- [EXTRAIT SOURCE]:
Cibles régulières d’attaques de la part du patronat, les CCT ont reculé dans les années 90… avant de trouver un second souffle.

En Suisse, la récession du début des années 1990 a marqué la fin d’une longue période d’amélioration graduelle des conditions du travail. En 1991, après une décennie de réduction du temps de travail et d’augmentations salariales substantielles, le patronat suisse commençait à douter des avantages du partenariat social. Pour une frange importante des employeurs, les conventions collectives du travail (CCT) étaient devenues un fardeau qui entravait l’ajustement rapide des entreprises aux fluctuations du marché. Cette désaffection était relayée par le président de l’Association patronale suisse de l’époque, Guido Richterich, qui qualifiait en 1992 la CCT de «modèle de fin de série». Le désamour patronal se reflétait dans l’évolution du nombre d’employé-e-s soumis à une CCT. Dans la première moitié des années 1990, ce nombre diminuait constamment pour n’atteindre plus que 1.214 million d’employé-e-s en 1996. Tributaires de la désindustrialisation – entre 1991 et 1997, l’industrie des machines et la construction perdaient un quart de leurs emplois –, les CCT semblaient condamnées à s’appliquer à une partie de plus en plus minoritaire du marché du travail.

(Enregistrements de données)
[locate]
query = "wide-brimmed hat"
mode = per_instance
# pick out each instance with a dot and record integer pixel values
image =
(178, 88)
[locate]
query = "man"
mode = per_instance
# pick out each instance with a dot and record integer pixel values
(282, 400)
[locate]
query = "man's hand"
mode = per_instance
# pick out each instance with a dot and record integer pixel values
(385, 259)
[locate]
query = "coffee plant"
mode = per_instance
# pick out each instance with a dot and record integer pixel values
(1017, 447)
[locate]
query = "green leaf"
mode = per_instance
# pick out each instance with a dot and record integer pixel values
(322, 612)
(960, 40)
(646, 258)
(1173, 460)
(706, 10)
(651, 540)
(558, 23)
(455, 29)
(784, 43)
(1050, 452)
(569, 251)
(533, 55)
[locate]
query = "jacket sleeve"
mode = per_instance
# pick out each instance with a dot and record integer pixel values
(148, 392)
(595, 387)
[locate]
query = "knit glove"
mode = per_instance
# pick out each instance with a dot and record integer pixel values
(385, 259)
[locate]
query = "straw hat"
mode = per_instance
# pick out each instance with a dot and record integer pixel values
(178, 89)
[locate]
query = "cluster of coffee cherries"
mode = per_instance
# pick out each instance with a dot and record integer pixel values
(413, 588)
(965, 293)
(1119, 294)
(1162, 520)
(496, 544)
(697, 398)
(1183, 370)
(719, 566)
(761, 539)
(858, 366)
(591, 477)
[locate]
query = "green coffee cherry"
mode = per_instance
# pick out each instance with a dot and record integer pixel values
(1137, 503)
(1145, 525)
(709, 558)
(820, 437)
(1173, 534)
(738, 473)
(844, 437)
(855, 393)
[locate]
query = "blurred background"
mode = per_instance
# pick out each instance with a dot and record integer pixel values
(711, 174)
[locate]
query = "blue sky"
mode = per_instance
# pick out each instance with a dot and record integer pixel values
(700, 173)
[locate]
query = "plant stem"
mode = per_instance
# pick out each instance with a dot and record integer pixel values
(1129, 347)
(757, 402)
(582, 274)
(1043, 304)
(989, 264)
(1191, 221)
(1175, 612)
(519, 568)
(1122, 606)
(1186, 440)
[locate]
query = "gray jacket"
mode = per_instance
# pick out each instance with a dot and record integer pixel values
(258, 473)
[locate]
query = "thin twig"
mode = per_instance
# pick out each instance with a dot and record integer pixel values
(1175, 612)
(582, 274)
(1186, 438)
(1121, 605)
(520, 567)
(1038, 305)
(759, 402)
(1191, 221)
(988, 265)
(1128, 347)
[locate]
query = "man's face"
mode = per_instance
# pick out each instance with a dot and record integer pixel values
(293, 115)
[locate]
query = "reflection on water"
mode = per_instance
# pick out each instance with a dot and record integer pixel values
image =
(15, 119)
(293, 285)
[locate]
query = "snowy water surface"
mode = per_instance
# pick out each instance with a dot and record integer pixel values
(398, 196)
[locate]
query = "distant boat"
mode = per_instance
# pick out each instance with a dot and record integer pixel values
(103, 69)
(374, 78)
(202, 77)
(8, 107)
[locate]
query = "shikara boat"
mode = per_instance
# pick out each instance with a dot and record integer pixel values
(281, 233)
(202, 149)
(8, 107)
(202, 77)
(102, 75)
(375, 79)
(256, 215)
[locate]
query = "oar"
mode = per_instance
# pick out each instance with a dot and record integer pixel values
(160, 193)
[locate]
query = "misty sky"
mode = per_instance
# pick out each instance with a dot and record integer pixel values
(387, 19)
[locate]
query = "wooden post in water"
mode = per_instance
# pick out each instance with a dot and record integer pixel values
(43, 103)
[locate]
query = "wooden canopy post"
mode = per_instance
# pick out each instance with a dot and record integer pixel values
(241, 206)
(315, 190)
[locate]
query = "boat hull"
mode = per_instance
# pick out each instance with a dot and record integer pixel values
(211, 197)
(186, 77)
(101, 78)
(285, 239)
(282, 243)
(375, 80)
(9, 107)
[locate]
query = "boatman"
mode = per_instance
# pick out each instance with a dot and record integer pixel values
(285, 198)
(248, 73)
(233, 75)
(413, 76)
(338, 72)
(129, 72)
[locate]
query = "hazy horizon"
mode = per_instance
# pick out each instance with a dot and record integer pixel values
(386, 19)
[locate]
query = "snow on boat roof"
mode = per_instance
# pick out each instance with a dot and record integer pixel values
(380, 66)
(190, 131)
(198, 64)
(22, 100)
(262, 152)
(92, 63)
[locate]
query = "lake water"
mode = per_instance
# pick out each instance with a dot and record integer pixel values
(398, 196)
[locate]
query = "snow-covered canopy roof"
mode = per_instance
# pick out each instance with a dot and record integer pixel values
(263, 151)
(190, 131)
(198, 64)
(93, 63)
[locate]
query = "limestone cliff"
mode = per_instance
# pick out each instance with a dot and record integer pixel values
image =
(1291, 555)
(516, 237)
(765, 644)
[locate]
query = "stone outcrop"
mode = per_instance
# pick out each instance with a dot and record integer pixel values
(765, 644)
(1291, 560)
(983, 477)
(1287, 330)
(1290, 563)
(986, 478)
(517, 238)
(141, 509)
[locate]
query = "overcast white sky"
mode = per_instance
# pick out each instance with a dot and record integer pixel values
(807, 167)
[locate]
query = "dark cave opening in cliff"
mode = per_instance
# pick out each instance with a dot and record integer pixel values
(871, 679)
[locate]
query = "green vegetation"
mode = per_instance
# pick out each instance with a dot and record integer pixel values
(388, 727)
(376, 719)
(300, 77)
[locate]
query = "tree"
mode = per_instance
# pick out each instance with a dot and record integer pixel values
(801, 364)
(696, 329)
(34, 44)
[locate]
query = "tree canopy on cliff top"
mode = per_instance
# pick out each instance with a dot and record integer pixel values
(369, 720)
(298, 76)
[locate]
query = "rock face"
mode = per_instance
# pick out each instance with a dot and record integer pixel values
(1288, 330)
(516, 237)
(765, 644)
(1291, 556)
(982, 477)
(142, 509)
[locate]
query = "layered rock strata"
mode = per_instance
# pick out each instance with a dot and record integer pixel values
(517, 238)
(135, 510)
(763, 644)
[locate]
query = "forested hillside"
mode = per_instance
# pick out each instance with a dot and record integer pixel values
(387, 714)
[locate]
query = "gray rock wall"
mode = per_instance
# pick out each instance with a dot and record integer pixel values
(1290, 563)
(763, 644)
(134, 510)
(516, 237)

- [TÂCHES]:
(a) Indiquez si chacune des affirmations suivantes concorde avec l'extrait sur les CCT, par oui ou non, en citant les mots décisifs du texte : (i) en 1992, Guido Richterich qualifiait la CCT de modèle de fin de série ; (ii) dans la première moitié des années 1990, le nombre d'employé-e-s soumis à une CCT augmentait ; (iii) entre 1991 et 1997, l'industrie des machines et la construction perdaient la moitié de leurs emplois.
(b) D'après l'extrait sur les CCT, combien d'employé-e-s étaient soumis à une CCT en 1996 ?
(c) Rédigez la suite de l'extrait sur les CCT en partant de sa dernière phrase.

- [RÉPONSES PAR TÂCHE]:
(a)
(i) Oui : « qui qualifiait en 1992 la CCT de «modèle de fin de série» ».
(ii) Non : « ce nombre diminuait constamment ».
(iii) Non : « perdaient un quart de leurs emplois ».

(b) 1.214 million d'employé-e-s.

(c)
 

Les raisons du renouveau des CCT

Or, à la fin des années 1990, la tendance se renversait et, depuis 1999, les CCT n’ont cessé de regagner du terrain. Le nombre de salarié-e-s qui en bénéficiaient en 2005 est ainsi supérieur de près de 10% à ce qu’il était en 1991. Pour la moitié des employé-e-s suisses, les conditions de travail sont régies par une CCT. Ce renouveau impressionnant des CCT s’explique par trois raisons. La première est que, depuis l’abandon du statut des fonctionnaires de la Confédération et de la plupart des cantons, des CCT sont désormais négociées également dans le secteur public. Au niveau national, les employé-e-s de la Poste, des CFF et de Swisscom profitent ainsi depuis 2000 également d’une CCT. Au niveau cantonal, les CCT régissent depuis quelques années les conditions de travail aussi bien des hôpitaux bernois et zougois que des transports publics soleurois et saint-gallois, ainsi que des crèches genevoises. Ce phénomène doit concerner environ 100’000 personnes.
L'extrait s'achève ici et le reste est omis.